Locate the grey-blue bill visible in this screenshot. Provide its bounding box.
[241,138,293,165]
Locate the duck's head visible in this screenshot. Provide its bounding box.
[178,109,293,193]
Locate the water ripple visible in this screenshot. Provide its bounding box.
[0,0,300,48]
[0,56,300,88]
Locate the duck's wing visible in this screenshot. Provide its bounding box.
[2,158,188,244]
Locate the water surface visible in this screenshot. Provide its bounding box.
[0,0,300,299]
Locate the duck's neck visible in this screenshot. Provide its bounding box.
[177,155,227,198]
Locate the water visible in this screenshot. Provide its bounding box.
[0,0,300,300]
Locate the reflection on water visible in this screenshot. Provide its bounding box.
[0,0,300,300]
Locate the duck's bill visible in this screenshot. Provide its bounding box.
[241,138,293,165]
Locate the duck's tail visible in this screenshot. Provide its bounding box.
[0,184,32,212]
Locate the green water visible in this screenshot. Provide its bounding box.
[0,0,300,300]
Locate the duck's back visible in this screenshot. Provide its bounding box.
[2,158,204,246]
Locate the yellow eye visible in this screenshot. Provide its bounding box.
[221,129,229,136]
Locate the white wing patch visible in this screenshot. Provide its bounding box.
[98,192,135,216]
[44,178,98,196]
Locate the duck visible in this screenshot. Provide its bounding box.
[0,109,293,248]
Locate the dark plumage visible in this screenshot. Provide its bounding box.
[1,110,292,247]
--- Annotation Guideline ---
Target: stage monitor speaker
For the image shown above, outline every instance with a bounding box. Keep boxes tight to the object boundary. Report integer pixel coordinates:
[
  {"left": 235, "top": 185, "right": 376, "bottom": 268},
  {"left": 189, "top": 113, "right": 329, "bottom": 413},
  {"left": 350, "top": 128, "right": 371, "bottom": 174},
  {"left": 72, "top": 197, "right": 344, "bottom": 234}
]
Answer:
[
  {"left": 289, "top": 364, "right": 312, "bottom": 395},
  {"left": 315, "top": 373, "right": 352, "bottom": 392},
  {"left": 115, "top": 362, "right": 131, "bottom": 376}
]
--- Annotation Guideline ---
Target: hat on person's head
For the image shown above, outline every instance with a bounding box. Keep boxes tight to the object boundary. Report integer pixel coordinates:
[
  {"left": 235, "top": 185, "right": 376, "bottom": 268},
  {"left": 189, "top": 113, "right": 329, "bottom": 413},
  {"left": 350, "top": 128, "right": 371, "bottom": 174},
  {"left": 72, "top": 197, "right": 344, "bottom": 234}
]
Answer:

----

Task brief → Return every line of the material above verbatim, from the first line through the last, with nothing left out or changed.

Result of the exercise →
Locate the grey-blue bill visible in this screenshot. Provide its bounding box.
[241,138,293,165]
Locate the duck's head visible in this screenshot. Provide its bounding box.
[178,109,293,193]
Locate the water ripple visible in this screenshot. Provide its bounding box.
[0,0,300,48]
[0,56,300,88]
Locate the duck's wing visible in this screenshot. Provide its bounding box.
[2,158,188,244]
Locate the water surface visible in this screenshot. Provide its bounding box.
[0,0,300,299]
Locate the duck's neck visible in this screenshot. Provide its bounding box.
[177,155,227,198]
Locate the water visible in this screenshot. Provide its bounding box.
[0,0,300,300]
Locate the reflection on water visible in this screenshot. Provide its bounding box.
[0,0,300,300]
Locate the duck's bill visible in this screenshot. Provide its bounding box.
[241,138,293,165]
Locate the duck's tail visible in this screenshot. Provide its bounding box.
[0,184,32,212]
Locate the green water visible in this screenshot. Provide its bounding box.
[0,0,300,300]
Locate the duck's back visible in this screenshot. Provide its bounding box.
[2,158,204,246]
Locate the yellow eye visible in this screenshot. Provide its bounding box.
[221,129,229,136]
Locate the white wing patch visible in this screenshot. Provide its bounding box.
[98,192,135,216]
[44,178,98,196]
Locate the duck visible in this screenshot. Provide its bounding box.
[0,109,293,248]
Locate the dark plumage visible in this screenshot. Provide its bounding box.
[1,110,292,247]
--- Annotation Guideline ---
Target: stage monitor speaker
For the image shown above, outline every instance with a bounding box. Keep boxes tight to the object boundary. Report integer pixel coordinates:
[
  {"left": 235, "top": 185, "right": 376, "bottom": 268},
  {"left": 189, "top": 113, "right": 329, "bottom": 413},
  {"left": 350, "top": 128, "right": 371, "bottom": 174},
  {"left": 72, "top": 197, "right": 344, "bottom": 234}
]
Answer:
[
  {"left": 289, "top": 364, "right": 312, "bottom": 395},
  {"left": 315, "top": 373, "right": 352, "bottom": 392},
  {"left": 115, "top": 362, "right": 131, "bottom": 376}
]
--- Annotation Guideline ---
Target: hat on person's head
For the image shown above, outline every instance with a bounding box. Keep boxes tight to the object boundary. Report integer pixel coordinates:
[
  {"left": 235, "top": 185, "right": 376, "bottom": 268},
  {"left": 189, "top": 113, "right": 329, "bottom": 413},
  {"left": 350, "top": 128, "right": 371, "bottom": 174},
  {"left": 72, "top": 197, "right": 344, "bottom": 234}
]
Answer:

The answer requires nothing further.